_Records provided_.
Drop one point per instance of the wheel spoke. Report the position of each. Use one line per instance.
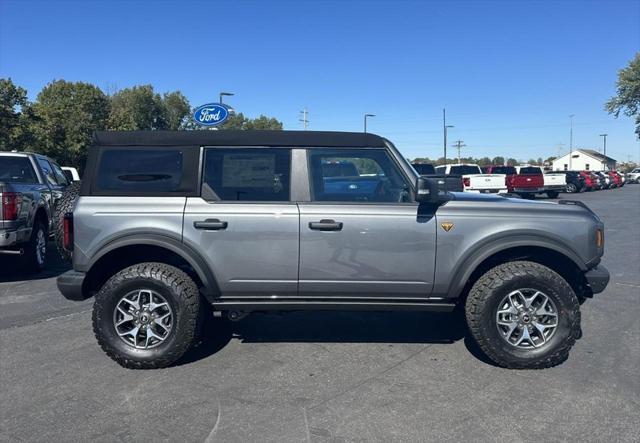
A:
(525, 336)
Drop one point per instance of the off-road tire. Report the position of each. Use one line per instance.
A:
(488, 291)
(66, 204)
(180, 292)
(30, 258)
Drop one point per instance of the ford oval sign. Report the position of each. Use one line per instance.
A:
(210, 114)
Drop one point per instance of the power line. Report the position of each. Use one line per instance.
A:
(304, 120)
(459, 145)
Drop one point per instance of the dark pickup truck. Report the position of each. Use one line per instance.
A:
(30, 186)
(525, 182)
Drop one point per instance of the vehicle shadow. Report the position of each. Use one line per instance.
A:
(11, 270)
(335, 327)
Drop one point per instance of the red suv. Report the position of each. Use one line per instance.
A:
(590, 182)
(616, 180)
(528, 182)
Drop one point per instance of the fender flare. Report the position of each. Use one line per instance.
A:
(210, 287)
(468, 264)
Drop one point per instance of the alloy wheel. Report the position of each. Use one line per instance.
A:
(143, 319)
(527, 318)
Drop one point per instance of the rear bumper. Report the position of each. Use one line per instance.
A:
(597, 278)
(12, 237)
(487, 191)
(70, 285)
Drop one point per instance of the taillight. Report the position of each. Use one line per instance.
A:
(67, 229)
(11, 203)
(599, 238)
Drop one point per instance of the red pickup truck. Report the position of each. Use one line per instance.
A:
(524, 181)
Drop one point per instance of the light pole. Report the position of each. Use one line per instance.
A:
(571, 140)
(365, 120)
(444, 127)
(604, 143)
(223, 94)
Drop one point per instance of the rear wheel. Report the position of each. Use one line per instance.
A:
(523, 315)
(66, 204)
(146, 315)
(35, 253)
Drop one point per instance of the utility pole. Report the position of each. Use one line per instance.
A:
(365, 120)
(604, 143)
(445, 127)
(304, 120)
(571, 140)
(459, 144)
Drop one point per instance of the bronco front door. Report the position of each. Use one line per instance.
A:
(361, 235)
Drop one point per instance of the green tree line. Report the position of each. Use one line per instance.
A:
(483, 161)
(61, 120)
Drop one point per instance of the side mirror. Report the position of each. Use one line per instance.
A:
(435, 188)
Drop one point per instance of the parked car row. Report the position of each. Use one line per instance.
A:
(528, 181)
(583, 181)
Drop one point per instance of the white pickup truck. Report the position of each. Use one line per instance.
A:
(474, 180)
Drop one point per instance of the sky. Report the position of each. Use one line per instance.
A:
(509, 73)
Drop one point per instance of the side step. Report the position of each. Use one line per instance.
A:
(330, 305)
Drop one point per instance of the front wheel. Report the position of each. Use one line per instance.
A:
(146, 315)
(523, 315)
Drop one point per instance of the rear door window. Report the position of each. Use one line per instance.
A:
(48, 172)
(14, 169)
(247, 174)
(530, 171)
(140, 170)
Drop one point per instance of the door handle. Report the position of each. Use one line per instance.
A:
(210, 224)
(326, 225)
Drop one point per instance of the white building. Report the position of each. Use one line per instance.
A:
(584, 160)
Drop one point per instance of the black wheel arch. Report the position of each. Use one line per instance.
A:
(138, 248)
(554, 255)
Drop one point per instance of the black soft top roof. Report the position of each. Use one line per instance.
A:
(238, 138)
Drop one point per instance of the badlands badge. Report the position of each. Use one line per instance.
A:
(447, 226)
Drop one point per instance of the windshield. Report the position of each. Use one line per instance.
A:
(15, 169)
(509, 170)
(424, 168)
(465, 170)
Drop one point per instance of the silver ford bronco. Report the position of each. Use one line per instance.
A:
(170, 225)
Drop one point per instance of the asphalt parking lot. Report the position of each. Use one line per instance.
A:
(326, 376)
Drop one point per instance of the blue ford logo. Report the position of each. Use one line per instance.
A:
(210, 114)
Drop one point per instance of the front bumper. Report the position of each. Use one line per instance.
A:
(70, 285)
(597, 278)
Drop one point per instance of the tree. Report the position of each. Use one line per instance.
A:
(137, 108)
(627, 99)
(13, 107)
(65, 115)
(176, 110)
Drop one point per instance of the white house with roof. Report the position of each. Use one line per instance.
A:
(584, 160)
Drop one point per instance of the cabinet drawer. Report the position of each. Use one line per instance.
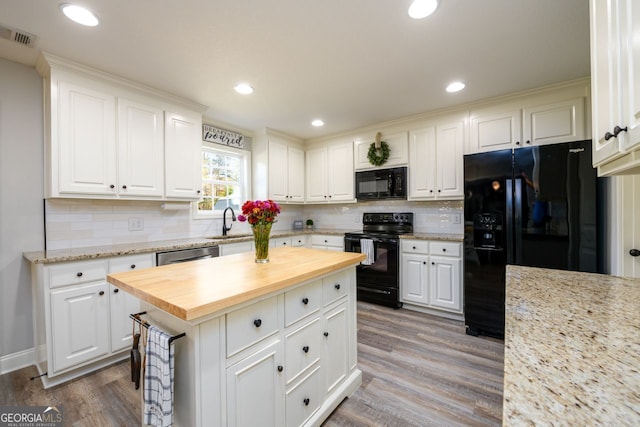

_What you are asked to do_.
Omit the pictures, and quote the material above exactly as given.

_Solution to the problem_.
Drop one point per instance of the wheel spoke. Report the position of each. Use one line per instance.
A:
(525, 336)
Drop one point per instance of the off-road tire. Report the position of each. Use one line per instance.
A:
(488, 291)
(66, 204)
(180, 292)
(30, 258)
Drop one point per instance of the ford oval sign. Report the position of each. Use one line per instance.
A:
(210, 114)
Drop one point per instance of the power line. Report the position of each. Use one line per instance.
A:
(304, 120)
(459, 145)
Drop one point per instance of the dark pickup truck. Report the position of each. Use one line per instance.
A:
(30, 186)
(525, 182)
Drop one point per instance of the vehicle shadow. Report the position of each. Use one line per instance.
A:
(11, 270)
(335, 327)
Drop one point per instance of the red suv. Report the position of each. Use one line per instance.
A:
(590, 182)
(616, 180)
(528, 182)
Drop one point per instance of the fender flare. Report the position of each. Use one line per instance.
A:
(210, 287)
(468, 264)
Drop one point per instance of the alloy wheel. Report the position of each. Use one line per instance.
A:
(143, 319)
(527, 318)
Drop one point per instance of the rear bumper. Report the position of each. Use one line per instance.
A:
(597, 278)
(12, 237)
(487, 191)
(70, 285)
Drop one point per instance of the taillight. Report the position of each. Use one line per instance.
A:
(67, 229)
(11, 203)
(599, 238)
Drop one point per instance of the red pickup truck. Report the position of each. Use one line per instance.
A:
(524, 181)
Drop one point per instance of the light pole. Report the position of each. Use one line per instance.
A:
(571, 140)
(365, 120)
(444, 127)
(604, 143)
(223, 94)
Drop one point per instance of the rear wheel. Report the position of each. Use one line per instance.
A:
(523, 315)
(66, 204)
(146, 315)
(35, 253)
Drop one point per instance of the utility pole. Report the position of each. Use one line per instance.
A:
(365, 120)
(604, 143)
(445, 127)
(304, 120)
(571, 140)
(459, 144)
Drop one point per instance of the bronco front door. Report the position of each. Use one line per instance.
A:
(361, 235)
Drop one point per instance of the green tree line. Report the position of each. Use one line per instance.
A:
(483, 161)
(61, 120)
Drop one point per instance of the side mirror. Report the position of each. Use one line per instance.
A:
(435, 188)
Drop one point per instance of the parked car row. Report the position of each. Use one line per instance.
A:
(528, 181)
(583, 181)
Drop one point per instance of the white pickup truck. Report the position of each. Use one line per instance.
A:
(474, 180)
Drop one point per instance of the sky. Report the position of each. Use one line per instance.
A:
(509, 73)
Drop one point per instance of the side step. Report the position of each. Use one line per instance.
A:
(330, 305)
Drop one point per instance of the front wheel. Report the position of each. Use one line per instance.
A:
(146, 315)
(523, 315)
Drop one point per instance of the rear door window. Report the position of each. Use one line per instance.
A:
(48, 172)
(14, 169)
(247, 174)
(530, 171)
(140, 170)
Drop one point per instance of the door handle. Report the position of each. Use one line per instance.
A:
(210, 224)
(326, 225)
Drop one point per instance of the white building. Report the position of each. Use one line per instance.
A:
(584, 160)
Drop one point per instance of the black wheel arch. Report the position of each. Use one line per instance.
A:
(138, 248)
(554, 255)
Drop one point per instance of the black soft top roof. Report the position of each. Use one line per instance.
A:
(238, 138)
Drop one point per instance of the badlands badge. Report the position of each. Use one line per instance.
A:
(447, 226)
Drop one point per instance of the windshield. Report the position of each. Use one line per instance.
A:
(15, 169)
(509, 170)
(424, 168)
(465, 170)
Drop one point per instance of the silver ford bronco. Report the position of each. Use one line per instance.
A:
(170, 225)
Drop one point per instance of the asphalt parking lot. Report the position of each. Use one line per instance.
A:
(326, 376)
Drop one point per instance of the blue ford logo. Report the position of each. Use one line per instance.
A:
(210, 114)
Drop one point per instance of the front bumper. Report the position of each. Use one line per instance.
A:
(70, 285)
(597, 278)
Drop one point per instance of the tree. Report the position of each. Use one line per instance.
A:
(137, 108)
(627, 99)
(13, 107)
(65, 115)
(176, 110)
Drop one point per instance of the white house with roof. Report the position of each. Use one line per instance.
A:
(584, 160)
Drop one point per instance of the cabinet drawer. Report the position of each. Use one line per instance.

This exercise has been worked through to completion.